**Task prompt**
Could you convert the listing, from its first line through the line containing "Your task is to locate every instance of gold picture", into a JSON list of strings, one string per line, with blank lines and pictures left out?

Region annotation listing
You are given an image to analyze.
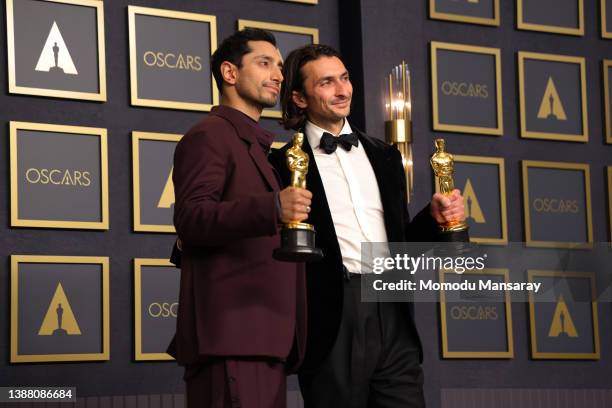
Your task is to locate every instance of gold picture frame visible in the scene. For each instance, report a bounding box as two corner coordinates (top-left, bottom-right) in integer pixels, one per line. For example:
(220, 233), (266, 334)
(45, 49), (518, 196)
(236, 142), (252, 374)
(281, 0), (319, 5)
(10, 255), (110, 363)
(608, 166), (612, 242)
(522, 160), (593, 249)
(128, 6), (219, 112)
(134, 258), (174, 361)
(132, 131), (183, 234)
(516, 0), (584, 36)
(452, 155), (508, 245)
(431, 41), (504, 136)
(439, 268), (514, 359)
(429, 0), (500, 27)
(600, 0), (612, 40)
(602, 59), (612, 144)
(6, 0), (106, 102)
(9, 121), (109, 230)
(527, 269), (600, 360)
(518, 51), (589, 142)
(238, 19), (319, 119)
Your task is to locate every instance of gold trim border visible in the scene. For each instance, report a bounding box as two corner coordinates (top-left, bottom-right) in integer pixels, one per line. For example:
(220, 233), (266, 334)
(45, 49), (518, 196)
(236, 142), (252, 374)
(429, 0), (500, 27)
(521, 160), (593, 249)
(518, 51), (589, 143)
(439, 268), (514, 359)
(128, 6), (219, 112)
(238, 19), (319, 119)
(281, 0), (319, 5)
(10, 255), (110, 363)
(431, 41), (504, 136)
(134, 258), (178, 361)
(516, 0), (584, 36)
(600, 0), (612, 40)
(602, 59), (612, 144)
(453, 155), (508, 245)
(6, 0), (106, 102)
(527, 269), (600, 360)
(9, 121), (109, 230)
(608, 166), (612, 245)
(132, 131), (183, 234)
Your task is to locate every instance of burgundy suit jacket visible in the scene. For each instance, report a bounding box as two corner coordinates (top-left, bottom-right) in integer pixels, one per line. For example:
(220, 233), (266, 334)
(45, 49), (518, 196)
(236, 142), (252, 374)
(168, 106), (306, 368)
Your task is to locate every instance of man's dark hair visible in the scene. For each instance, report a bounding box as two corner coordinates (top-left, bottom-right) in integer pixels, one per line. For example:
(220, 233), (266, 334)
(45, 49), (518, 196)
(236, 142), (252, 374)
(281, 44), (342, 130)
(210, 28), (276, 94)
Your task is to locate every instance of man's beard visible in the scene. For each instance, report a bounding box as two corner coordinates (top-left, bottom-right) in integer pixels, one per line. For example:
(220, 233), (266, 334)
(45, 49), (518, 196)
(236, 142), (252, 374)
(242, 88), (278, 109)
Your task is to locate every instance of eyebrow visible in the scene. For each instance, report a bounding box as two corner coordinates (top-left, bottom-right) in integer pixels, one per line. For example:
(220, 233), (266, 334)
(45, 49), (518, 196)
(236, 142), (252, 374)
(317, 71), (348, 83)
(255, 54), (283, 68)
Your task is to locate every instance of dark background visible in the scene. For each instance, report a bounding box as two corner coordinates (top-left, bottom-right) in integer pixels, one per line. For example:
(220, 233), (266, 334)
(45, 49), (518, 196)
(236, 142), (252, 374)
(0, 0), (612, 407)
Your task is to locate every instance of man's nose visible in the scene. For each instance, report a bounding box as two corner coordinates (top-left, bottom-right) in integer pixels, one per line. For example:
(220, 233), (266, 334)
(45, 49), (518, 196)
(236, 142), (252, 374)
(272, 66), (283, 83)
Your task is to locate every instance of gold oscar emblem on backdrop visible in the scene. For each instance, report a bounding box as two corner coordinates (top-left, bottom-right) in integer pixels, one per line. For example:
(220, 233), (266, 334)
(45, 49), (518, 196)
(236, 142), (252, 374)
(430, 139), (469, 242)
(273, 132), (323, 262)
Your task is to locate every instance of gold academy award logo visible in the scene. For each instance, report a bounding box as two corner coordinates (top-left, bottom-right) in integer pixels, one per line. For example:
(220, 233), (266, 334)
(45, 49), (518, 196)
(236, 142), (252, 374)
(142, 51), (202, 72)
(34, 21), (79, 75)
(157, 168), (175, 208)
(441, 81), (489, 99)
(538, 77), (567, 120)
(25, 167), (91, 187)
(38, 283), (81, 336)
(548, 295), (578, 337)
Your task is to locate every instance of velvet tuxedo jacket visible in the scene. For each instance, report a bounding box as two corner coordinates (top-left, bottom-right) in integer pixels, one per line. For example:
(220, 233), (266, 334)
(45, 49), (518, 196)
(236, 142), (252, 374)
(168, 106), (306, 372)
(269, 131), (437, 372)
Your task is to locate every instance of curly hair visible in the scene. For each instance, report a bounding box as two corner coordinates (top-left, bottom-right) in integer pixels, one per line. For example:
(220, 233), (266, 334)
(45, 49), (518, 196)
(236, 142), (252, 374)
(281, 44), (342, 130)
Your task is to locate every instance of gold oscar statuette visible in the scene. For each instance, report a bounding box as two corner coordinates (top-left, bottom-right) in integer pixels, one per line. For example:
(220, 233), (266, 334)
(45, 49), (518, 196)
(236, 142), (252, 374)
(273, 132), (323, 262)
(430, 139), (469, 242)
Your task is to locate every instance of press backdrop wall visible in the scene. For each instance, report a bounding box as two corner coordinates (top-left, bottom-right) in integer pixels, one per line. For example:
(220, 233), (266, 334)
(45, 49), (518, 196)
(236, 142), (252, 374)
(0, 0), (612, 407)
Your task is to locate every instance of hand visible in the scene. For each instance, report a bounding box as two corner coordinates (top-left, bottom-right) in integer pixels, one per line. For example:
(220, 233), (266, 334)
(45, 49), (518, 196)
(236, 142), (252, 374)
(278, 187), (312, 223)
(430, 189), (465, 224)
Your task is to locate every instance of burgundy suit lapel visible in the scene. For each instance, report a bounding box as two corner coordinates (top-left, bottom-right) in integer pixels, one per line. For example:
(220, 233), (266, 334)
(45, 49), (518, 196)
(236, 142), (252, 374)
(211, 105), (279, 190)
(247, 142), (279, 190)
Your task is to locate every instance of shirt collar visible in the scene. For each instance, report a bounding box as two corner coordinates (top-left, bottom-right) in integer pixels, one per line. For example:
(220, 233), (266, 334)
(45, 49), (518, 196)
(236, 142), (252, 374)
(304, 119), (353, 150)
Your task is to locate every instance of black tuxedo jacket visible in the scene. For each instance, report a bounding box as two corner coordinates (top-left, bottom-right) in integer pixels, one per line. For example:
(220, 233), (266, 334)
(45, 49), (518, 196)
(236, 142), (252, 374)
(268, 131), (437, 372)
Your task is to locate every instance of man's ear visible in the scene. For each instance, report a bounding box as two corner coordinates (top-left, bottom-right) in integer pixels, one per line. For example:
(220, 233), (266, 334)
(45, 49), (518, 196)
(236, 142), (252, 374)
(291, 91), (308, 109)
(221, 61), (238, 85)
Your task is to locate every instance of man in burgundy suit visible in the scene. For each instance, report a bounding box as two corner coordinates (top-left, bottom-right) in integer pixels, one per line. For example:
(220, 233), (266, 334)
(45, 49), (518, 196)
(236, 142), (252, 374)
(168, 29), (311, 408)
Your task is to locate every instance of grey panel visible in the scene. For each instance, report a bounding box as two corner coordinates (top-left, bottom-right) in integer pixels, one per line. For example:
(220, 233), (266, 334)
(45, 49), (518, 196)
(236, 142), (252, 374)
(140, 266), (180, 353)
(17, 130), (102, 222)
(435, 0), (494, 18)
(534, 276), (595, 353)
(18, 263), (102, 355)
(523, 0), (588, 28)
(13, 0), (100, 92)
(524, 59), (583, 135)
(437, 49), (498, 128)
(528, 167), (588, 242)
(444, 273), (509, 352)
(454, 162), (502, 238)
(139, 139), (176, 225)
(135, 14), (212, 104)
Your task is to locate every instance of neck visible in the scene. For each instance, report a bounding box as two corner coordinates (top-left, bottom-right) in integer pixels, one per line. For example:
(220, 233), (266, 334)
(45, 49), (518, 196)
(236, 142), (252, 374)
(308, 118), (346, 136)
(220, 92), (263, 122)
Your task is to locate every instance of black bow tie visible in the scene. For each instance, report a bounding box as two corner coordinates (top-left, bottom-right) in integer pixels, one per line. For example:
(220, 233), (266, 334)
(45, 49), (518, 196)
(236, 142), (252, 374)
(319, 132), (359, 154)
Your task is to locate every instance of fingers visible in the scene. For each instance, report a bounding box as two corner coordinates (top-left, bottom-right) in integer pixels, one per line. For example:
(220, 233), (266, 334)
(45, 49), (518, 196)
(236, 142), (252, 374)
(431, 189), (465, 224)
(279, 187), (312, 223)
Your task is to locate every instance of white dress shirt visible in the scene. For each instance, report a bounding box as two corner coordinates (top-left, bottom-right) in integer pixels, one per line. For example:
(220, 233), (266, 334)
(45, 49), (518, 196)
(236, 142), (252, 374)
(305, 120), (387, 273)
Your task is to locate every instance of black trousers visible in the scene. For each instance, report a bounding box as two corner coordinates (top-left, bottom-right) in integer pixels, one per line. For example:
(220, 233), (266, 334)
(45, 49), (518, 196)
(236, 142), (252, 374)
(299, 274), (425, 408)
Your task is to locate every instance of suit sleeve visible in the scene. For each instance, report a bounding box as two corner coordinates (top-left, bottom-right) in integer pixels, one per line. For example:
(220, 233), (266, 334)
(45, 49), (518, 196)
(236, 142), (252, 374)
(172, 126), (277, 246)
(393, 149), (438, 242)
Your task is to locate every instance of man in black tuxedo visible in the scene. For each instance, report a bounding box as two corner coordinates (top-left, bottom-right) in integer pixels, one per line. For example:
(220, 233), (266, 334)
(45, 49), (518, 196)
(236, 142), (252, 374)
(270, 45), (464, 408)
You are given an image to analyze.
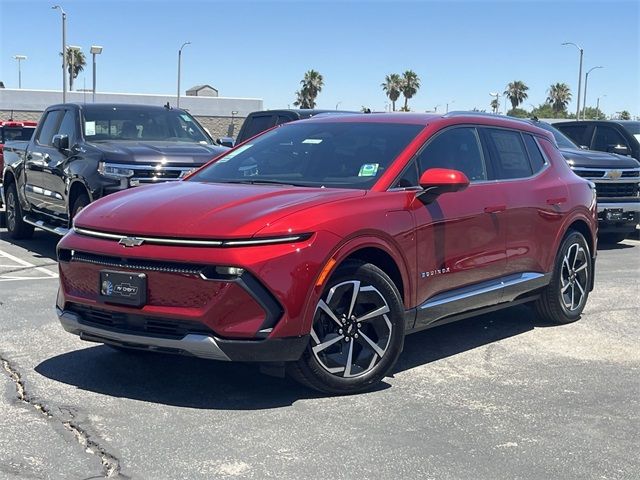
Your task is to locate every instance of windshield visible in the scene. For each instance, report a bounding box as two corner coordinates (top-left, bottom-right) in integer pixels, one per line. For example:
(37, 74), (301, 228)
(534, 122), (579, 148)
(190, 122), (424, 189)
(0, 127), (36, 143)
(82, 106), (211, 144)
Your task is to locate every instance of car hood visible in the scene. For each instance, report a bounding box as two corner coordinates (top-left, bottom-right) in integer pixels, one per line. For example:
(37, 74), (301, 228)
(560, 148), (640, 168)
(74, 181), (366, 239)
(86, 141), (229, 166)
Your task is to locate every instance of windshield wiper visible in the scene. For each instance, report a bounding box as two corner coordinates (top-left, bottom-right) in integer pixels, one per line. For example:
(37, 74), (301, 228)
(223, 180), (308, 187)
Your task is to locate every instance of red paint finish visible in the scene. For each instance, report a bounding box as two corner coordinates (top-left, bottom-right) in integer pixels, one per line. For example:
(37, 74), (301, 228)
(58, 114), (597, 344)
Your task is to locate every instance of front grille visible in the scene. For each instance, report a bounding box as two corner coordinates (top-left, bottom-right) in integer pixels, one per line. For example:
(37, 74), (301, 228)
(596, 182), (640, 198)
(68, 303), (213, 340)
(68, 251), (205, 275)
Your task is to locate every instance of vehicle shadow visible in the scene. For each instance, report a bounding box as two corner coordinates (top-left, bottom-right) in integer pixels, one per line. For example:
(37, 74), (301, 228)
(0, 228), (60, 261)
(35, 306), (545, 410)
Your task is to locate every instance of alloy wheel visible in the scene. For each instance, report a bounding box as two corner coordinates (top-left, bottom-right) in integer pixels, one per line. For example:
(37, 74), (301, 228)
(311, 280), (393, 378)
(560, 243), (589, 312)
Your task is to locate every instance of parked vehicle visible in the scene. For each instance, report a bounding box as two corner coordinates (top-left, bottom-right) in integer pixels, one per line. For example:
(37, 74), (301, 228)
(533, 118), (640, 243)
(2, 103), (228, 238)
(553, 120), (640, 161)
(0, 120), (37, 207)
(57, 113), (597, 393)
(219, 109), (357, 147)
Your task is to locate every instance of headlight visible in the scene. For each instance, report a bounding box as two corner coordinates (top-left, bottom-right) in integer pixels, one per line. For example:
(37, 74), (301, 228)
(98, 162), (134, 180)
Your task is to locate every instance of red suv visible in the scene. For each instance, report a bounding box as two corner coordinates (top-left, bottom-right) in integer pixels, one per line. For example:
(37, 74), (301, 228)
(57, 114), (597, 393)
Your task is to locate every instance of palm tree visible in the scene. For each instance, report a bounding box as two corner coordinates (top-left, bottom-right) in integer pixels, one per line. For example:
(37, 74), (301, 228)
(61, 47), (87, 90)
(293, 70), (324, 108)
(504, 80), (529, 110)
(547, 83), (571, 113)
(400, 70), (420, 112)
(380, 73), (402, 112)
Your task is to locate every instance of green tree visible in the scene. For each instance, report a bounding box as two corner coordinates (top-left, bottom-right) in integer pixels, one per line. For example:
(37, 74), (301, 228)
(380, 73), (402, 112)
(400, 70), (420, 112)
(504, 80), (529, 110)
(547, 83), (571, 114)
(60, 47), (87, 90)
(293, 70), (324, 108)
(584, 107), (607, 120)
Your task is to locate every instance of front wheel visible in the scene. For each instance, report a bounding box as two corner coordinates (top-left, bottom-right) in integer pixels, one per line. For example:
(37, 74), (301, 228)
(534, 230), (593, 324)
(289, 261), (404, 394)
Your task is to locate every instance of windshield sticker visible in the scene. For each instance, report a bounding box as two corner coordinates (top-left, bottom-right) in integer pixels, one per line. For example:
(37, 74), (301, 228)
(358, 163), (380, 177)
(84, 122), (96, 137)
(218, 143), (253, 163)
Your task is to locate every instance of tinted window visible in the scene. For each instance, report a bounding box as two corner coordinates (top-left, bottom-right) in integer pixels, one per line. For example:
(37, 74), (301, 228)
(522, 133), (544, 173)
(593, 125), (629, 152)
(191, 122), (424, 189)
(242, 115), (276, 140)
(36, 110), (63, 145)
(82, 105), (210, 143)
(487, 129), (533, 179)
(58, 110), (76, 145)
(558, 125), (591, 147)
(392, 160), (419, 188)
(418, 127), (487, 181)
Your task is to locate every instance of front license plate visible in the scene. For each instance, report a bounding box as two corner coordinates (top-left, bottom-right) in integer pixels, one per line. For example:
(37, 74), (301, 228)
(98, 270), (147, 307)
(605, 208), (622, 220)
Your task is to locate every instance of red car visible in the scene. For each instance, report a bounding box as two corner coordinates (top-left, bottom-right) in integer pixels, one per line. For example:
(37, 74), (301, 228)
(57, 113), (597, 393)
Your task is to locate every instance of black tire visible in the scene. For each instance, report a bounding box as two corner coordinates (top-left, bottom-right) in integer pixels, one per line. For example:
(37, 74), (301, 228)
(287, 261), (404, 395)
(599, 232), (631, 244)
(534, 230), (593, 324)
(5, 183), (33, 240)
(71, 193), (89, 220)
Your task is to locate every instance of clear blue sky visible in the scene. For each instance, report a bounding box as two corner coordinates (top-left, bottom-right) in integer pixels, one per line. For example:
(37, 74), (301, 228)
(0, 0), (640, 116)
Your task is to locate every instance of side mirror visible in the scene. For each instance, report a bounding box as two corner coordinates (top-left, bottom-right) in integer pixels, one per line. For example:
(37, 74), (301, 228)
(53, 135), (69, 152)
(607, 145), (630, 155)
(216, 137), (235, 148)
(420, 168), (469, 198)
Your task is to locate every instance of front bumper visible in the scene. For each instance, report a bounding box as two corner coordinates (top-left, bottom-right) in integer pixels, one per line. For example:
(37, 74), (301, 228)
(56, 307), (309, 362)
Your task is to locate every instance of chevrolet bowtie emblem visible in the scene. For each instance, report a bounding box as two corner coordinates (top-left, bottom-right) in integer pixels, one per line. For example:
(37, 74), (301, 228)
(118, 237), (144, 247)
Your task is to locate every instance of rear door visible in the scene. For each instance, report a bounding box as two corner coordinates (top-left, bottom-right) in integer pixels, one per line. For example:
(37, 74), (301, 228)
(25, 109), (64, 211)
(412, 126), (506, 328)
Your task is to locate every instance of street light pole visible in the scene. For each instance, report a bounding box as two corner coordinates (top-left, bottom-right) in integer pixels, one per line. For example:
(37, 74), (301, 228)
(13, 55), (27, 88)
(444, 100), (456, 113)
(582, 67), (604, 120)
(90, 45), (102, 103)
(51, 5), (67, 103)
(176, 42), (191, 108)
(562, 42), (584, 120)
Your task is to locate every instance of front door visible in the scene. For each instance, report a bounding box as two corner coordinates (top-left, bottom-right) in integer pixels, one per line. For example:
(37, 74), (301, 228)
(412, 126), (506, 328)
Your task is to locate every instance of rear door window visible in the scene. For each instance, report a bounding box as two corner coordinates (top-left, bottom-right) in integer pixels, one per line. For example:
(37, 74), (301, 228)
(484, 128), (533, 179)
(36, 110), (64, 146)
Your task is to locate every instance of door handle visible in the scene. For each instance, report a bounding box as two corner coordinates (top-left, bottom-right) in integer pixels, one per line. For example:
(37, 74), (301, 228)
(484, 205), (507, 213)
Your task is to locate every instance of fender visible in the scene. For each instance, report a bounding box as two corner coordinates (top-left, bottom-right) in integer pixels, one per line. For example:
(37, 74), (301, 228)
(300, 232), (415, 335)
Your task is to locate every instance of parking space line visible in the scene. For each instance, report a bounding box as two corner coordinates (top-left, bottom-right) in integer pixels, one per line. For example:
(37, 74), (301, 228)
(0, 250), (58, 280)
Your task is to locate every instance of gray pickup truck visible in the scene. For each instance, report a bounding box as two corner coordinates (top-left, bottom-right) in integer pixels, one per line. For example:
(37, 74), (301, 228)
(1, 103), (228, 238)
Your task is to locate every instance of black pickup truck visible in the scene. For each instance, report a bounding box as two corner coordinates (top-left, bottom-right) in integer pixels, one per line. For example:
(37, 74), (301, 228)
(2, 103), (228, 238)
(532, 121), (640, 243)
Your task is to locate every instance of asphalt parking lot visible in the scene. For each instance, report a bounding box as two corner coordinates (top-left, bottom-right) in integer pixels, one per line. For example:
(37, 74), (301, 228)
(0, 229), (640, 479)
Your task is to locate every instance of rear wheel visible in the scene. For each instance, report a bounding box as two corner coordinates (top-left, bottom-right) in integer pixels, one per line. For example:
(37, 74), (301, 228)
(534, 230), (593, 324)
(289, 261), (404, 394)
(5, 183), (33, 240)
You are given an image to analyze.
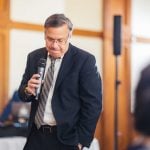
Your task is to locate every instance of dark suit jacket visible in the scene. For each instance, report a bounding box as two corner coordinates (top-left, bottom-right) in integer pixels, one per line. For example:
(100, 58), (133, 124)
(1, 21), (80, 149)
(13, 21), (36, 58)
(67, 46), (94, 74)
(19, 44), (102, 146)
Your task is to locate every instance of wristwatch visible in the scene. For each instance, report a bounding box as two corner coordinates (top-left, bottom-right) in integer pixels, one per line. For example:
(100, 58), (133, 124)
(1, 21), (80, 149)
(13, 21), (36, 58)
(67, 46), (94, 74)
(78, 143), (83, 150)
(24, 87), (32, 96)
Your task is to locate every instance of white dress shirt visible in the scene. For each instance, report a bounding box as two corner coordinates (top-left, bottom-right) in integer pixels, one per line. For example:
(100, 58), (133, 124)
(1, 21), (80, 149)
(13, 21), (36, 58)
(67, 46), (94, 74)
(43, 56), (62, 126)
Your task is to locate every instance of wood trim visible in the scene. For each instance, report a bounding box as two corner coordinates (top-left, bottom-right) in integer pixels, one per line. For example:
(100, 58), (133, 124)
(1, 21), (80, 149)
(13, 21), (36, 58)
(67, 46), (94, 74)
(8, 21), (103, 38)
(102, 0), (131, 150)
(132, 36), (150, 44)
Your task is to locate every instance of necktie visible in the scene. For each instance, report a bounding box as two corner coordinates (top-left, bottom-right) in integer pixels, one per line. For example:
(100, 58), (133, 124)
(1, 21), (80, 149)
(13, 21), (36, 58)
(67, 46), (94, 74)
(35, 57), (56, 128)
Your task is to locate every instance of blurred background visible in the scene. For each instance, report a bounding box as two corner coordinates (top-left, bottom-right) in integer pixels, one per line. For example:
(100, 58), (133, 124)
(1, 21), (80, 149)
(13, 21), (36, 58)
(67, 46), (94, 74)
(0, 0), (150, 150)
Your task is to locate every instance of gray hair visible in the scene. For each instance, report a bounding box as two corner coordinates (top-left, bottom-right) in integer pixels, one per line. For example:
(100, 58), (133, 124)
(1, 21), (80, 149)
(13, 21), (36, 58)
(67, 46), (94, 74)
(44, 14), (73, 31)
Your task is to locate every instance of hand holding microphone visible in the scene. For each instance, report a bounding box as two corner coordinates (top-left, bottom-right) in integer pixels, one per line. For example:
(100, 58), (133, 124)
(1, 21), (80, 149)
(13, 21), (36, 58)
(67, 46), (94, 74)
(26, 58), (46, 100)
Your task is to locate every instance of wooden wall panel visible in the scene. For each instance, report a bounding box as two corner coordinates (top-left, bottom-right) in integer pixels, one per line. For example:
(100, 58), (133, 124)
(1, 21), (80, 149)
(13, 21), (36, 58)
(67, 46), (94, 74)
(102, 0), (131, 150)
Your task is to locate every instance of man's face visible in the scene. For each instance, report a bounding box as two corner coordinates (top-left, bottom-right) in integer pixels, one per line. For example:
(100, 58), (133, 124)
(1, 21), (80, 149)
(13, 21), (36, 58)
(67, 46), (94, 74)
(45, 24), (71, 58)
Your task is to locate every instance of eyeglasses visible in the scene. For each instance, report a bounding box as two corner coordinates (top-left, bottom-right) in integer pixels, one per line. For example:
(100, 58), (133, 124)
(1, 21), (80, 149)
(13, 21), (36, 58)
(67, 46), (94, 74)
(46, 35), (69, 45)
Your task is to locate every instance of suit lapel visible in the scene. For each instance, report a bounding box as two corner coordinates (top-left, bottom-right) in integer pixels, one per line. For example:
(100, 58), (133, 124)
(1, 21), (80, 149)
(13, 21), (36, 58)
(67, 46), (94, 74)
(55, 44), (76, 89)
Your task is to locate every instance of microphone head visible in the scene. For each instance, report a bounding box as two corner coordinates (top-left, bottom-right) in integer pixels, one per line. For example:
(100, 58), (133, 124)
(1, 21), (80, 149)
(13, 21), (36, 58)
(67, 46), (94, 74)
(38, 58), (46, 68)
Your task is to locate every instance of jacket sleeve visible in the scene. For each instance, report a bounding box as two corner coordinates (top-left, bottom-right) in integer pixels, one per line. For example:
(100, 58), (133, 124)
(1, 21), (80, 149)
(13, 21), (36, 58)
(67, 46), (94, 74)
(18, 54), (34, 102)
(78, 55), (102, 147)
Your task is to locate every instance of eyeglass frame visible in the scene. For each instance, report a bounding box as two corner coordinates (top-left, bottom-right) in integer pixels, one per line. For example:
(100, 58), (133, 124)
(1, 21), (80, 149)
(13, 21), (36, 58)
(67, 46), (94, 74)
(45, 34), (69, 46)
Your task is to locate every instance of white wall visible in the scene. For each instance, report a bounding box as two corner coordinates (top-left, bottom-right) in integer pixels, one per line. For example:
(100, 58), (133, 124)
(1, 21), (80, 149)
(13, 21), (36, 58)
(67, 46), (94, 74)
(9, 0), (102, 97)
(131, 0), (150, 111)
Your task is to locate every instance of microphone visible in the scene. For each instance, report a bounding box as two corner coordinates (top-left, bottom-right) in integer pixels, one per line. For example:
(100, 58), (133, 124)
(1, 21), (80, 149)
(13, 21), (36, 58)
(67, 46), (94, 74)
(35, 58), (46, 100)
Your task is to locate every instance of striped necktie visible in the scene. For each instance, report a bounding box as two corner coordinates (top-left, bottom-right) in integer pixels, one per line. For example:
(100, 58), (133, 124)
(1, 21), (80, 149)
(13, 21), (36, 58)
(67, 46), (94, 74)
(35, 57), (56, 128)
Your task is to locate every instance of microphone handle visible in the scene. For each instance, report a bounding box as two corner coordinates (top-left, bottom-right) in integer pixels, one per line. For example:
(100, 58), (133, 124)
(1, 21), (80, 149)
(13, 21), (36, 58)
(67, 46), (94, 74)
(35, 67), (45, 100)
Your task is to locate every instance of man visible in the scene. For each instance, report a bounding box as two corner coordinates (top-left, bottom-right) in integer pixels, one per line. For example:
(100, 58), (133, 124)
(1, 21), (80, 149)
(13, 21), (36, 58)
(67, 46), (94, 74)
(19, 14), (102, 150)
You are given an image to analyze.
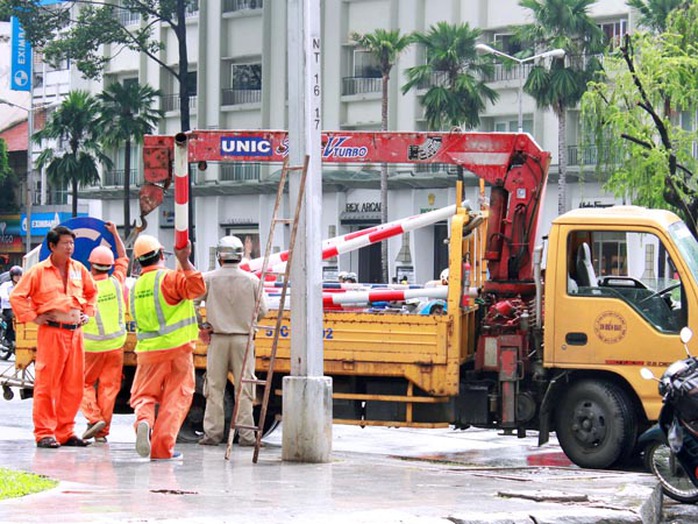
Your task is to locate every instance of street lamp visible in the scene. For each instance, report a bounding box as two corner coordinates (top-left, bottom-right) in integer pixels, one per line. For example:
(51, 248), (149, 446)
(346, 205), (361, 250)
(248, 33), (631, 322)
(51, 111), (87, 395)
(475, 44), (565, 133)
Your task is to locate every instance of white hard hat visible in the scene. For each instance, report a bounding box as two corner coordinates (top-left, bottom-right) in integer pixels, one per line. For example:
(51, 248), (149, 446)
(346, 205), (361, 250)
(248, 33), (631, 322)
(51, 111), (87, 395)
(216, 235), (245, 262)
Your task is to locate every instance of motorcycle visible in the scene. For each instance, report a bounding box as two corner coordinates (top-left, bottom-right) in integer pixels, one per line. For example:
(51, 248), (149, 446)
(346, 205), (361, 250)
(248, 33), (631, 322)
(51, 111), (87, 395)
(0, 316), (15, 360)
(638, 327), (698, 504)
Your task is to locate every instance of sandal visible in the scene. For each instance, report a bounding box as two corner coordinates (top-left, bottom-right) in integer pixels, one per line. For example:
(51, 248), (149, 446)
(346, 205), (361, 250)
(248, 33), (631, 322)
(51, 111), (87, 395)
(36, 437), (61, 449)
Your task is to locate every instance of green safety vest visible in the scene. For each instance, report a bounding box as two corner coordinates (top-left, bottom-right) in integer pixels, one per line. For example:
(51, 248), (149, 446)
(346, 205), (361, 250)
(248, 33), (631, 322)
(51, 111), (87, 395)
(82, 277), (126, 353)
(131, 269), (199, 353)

**Correct answer**
[
  "You are given an image to analyze.",
  "Your task is to locate every instance of gold picture frame visible in the scene. For each instance, report a bounding box as two corner coordinates (top-left, bottom-right) in integer pixels, one per line. For example:"
]